## [What you need to do]
Reproduce every one of the records below word for word, keeping each line as it is.

Segmentation labeling entries
START
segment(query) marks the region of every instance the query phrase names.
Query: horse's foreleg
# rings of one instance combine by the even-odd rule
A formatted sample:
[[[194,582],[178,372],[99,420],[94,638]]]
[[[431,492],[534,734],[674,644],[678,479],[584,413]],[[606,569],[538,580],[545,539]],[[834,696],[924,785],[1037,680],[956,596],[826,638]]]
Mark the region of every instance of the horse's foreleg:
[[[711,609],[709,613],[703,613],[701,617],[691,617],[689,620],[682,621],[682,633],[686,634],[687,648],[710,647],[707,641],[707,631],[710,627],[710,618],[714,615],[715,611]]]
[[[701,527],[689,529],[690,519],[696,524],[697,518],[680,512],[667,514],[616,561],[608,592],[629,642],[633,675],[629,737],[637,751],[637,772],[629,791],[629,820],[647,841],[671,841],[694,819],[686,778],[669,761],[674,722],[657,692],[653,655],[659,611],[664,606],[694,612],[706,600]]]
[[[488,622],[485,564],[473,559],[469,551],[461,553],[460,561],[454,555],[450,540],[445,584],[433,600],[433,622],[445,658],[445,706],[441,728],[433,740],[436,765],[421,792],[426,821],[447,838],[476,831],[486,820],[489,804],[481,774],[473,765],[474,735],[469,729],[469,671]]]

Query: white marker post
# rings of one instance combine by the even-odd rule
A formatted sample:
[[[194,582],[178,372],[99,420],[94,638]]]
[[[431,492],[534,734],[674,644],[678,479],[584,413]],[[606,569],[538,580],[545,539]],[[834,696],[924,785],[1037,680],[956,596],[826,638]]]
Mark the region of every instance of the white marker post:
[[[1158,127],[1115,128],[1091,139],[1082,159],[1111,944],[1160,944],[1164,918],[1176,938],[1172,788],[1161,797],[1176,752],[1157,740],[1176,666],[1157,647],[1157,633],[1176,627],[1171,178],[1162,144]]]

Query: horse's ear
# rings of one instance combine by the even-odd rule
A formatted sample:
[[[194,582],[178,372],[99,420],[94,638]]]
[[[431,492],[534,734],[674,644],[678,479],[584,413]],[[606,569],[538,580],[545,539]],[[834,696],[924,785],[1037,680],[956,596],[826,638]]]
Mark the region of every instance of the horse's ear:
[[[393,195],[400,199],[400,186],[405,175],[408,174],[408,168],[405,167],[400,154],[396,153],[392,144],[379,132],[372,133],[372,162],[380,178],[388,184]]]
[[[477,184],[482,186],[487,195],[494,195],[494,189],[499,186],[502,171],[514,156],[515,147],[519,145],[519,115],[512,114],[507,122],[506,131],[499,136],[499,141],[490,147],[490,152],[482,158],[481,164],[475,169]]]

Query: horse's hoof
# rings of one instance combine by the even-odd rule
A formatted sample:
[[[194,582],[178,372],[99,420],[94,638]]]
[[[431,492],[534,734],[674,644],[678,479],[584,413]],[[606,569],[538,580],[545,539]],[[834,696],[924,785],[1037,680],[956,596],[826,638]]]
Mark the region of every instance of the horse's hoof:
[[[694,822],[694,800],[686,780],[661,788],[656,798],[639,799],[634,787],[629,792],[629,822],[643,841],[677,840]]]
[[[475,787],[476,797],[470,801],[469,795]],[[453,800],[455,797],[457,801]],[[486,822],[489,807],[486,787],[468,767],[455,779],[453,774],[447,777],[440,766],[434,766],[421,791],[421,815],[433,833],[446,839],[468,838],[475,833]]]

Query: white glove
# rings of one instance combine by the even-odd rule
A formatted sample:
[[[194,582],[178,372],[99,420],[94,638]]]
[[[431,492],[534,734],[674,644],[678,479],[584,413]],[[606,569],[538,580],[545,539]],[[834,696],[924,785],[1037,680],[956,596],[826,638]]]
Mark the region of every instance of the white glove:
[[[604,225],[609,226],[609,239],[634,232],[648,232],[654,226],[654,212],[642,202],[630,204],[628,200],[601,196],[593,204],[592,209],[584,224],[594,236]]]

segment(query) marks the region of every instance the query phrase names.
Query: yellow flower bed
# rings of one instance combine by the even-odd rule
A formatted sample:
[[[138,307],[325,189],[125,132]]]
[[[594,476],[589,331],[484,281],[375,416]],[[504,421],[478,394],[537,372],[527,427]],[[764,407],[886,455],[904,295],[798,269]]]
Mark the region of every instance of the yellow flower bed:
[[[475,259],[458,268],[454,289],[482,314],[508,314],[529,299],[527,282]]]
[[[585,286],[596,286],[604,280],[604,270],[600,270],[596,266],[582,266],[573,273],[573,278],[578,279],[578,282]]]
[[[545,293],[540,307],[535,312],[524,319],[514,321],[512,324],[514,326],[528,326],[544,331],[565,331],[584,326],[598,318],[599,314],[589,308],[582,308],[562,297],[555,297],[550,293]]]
END
## [Written answer]
segment(query) marks the region of every instance the query phrase names.
Query: horse's foreleg
# rings of one instance combine by the even-odd rule
A formatted sample:
[[[194,582],[178,372],[99,420],[94,638]]]
[[[431,492],[534,734],[674,644],[678,479],[584,413]],[[606,569],[538,580],[545,539]],[[834,696],[924,785],[1037,680],[956,596],[826,638]]]
Mark the region of every instance of the horse's foreleg:
[[[711,609],[709,613],[703,613],[701,617],[691,617],[689,620],[682,621],[682,633],[686,634],[687,648],[710,647],[707,641],[707,631],[710,627],[710,618],[714,615],[715,611]]]
[[[701,527],[689,529],[690,519],[696,524],[697,518],[680,512],[667,514],[616,561],[608,592],[629,642],[633,675],[629,737],[637,751],[637,772],[629,791],[629,820],[647,841],[671,841],[694,819],[686,778],[669,761],[674,722],[657,692],[653,655],[659,611],[664,606],[694,612],[706,600]]]
[[[488,622],[485,564],[473,559],[469,551],[461,553],[460,561],[454,555],[450,540],[445,584],[433,600],[433,622],[445,658],[445,706],[441,728],[433,740],[436,765],[421,792],[426,821],[447,838],[476,831],[486,820],[489,804],[481,774],[473,765],[474,735],[469,729],[469,671]]]

Query: white marker post
# rings of one instance combine by the even-odd rule
A formatted sample:
[[[194,582],[178,372],[99,420],[94,638]]]
[[[431,492],[534,734],[674,644],[678,479],[584,413]],[[606,569],[538,580],[545,539]],[[834,696],[924,785],[1037,680],[956,596],[826,638]]]
Mark the region of every instance of the white marker post:
[[[1158,127],[1115,128],[1091,139],[1082,159],[1111,944],[1160,944],[1164,918],[1176,938],[1172,788],[1161,797],[1176,752],[1157,740],[1176,666],[1157,647],[1157,633],[1176,627],[1171,178],[1162,144]]]

Query: horse's ear
# rings of one instance combine by the even-odd rule
A formatted sample:
[[[194,582],[178,372],[99,420],[94,638]]]
[[[431,492],[534,734],[674,644],[678,479],[584,413]],[[606,569],[538,580],[545,539]],[[834,696],[924,785],[1037,680],[956,596],[826,638]]]
Mark the region of every instance of the horse's ear:
[[[393,195],[400,199],[400,186],[405,175],[408,174],[408,168],[405,167],[400,154],[396,153],[392,144],[379,132],[372,133],[372,162],[380,178],[388,184]]]
[[[477,184],[482,186],[487,195],[494,195],[494,189],[499,186],[502,171],[514,156],[515,147],[519,145],[519,115],[512,114],[507,122],[506,131],[499,136],[499,141],[490,147],[490,152],[482,158],[481,164],[475,169]]]

Query: horse's hoof
# rings of one instance combine by the even-odd rule
A formatted sample:
[[[194,582],[178,372],[99,420],[94,638]]]
[[[431,492],[534,734],[674,644],[678,479],[584,413]],[[606,569],[538,580],[545,539]],[[834,696],[924,785],[1037,680],[956,596],[826,638]]]
Mark the region of every instance of the horse's hoof:
[[[694,822],[694,800],[686,780],[661,788],[656,798],[639,799],[634,787],[629,792],[629,822],[643,841],[677,840]]]
[[[475,787],[476,797],[470,801],[469,795]],[[453,800],[455,797],[457,801]],[[486,822],[489,807],[486,787],[468,767],[455,779],[453,774],[447,777],[440,766],[434,766],[421,791],[421,815],[433,833],[446,839],[468,838],[475,833]]]

Query: white glove
# rings of one instance combine by the even-odd rule
A formatted sample:
[[[194,582],[178,372],[99,420],[94,638]]]
[[[431,492],[534,734],[674,644],[678,479],[584,413]],[[606,569],[538,580],[545,539]],[[834,696],[924,785],[1037,680],[956,596],[826,638]]]
Mark the region of every instance of the white glove:
[[[604,225],[609,226],[609,239],[634,232],[648,232],[654,226],[654,212],[642,202],[630,204],[628,200],[601,196],[593,204],[592,209],[584,224],[594,236]]]

segment(query) marks the region of every instance the query phrase names.
Query: yellow flower bed
# rings of one instance combine by the even-odd rule
A formatted sample:
[[[138,307],[325,189],[125,132]]]
[[[594,476],[589,331],[484,281],[375,416]],[[504,421],[478,394],[537,372],[527,427]],[[764,407],[886,455],[904,295],[798,269]]]
Mark the region of every instance of the yellow flower bed:
[[[475,259],[458,268],[454,289],[482,314],[508,314],[529,299],[527,282]]]
[[[585,286],[596,286],[604,280],[604,270],[600,270],[596,266],[582,266],[573,273],[573,278],[578,279],[578,282]]]
[[[545,293],[540,307],[535,312],[524,319],[514,321],[512,324],[514,326],[528,326],[544,331],[565,331],[584,326],[598,318],[599,314],[589,308],[582,308],[562,297],[555,297],[550,293]]]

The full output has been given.